Directions for this task — Pull out every line of the listing below that contains the word "above", and copy each of those lines unchanged.

Data shown —
•••

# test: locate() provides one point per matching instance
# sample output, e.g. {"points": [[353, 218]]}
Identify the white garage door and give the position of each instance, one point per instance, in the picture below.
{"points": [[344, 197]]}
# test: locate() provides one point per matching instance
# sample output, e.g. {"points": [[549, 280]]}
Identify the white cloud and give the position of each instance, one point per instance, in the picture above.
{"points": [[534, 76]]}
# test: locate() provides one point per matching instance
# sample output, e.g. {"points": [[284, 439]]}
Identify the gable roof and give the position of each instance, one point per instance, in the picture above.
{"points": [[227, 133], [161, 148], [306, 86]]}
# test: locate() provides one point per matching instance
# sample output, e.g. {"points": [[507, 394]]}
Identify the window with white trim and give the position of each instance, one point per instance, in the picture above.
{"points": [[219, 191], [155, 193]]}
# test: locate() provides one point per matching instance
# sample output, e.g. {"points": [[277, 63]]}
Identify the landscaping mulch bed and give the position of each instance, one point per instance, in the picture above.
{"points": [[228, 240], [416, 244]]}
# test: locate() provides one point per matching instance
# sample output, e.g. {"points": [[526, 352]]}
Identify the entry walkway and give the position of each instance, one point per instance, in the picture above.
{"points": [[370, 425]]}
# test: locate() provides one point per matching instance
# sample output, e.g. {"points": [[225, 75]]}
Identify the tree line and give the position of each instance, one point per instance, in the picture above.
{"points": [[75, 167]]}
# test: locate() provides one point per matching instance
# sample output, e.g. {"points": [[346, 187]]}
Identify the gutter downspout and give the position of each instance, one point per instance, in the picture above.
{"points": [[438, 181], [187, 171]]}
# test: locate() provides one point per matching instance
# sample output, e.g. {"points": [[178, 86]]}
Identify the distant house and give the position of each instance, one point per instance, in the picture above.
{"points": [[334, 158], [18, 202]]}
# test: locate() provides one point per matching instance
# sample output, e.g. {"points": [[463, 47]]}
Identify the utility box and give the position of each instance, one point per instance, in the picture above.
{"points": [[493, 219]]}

•••

Response —
Identify the white cloud and give the position of each instance, one point per instance, in the picture above.
Identify the gable roof and give the position of each instance, one point per instance, in the picture above.
Identify the window with white trim and give the position of each instance, one point per instance, in the picture above.
Identify the landscaping mulch bed and give the position of each instance, one point per instance, in the picture above.
Identify the entry walkway and give the position of each instance, one point per instance, in the picture above.
Identify the tree line and give the position of each instance, one point per instance, in the picture above.
Identify the gutter downspout and give the position of each instance, one point per instance, in the picture above.
Identify the distant house and give the position of each instance, one point per instance, in the picture above.
Identify the utility box and give the position of each instance, one point per instance, in the picture above.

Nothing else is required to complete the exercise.